Entries supplied:
--- begin ---

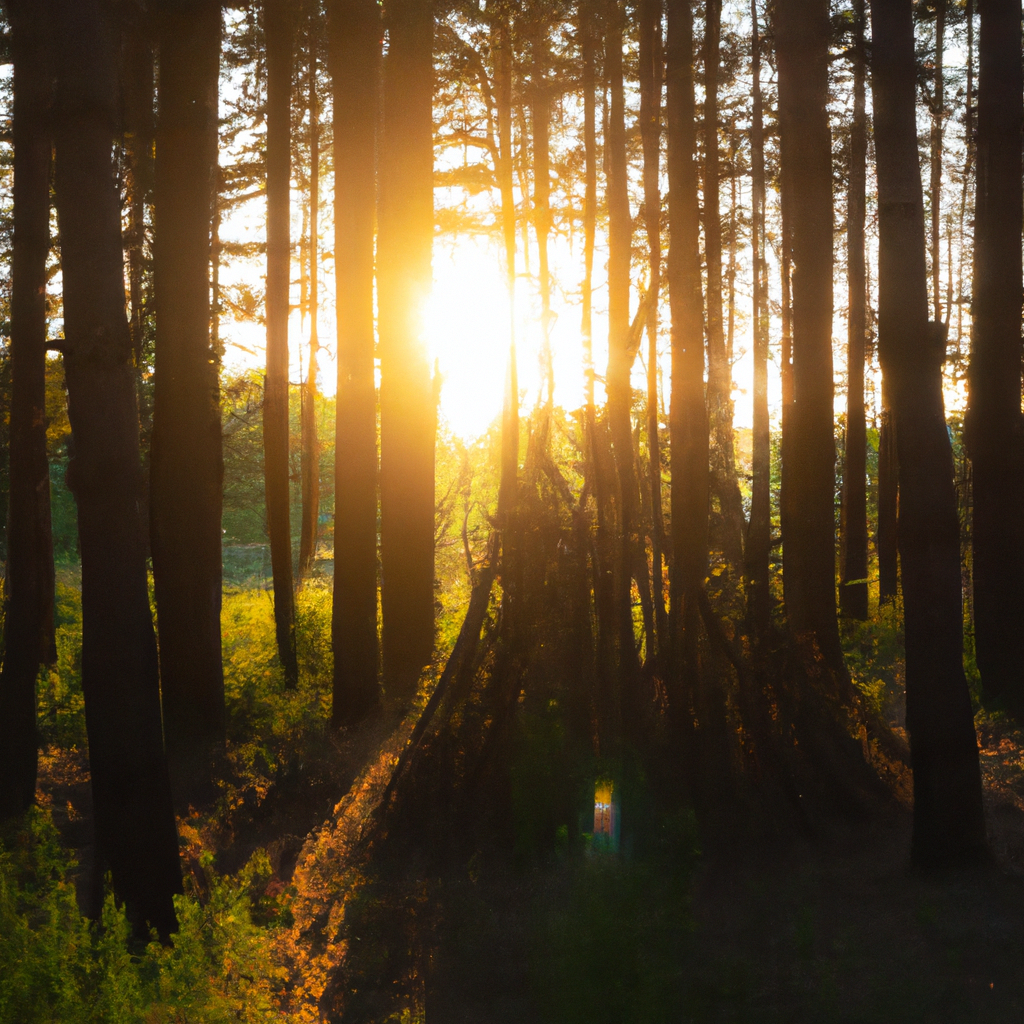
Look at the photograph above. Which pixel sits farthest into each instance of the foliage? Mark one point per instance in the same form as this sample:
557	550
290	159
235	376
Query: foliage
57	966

--- end ---
--- begin ---

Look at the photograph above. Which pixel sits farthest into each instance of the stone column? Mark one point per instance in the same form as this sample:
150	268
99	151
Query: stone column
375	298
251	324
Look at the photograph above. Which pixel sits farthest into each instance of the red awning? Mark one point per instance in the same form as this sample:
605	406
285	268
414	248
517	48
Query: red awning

--- end ---

Set exercise: Begin at the line that contains "the red awning?" and stop after the line that contains "Query: red awning". Write those lines out again with "sample" changed to "template" and nothing else altered.

Output of the exercise:
Look at the photograph above. Which pixel sits farthest into each instance of the red awning? Mark one point per instance in the same form as this template:
605	406
285	268
414	248
517	48
Query: red awning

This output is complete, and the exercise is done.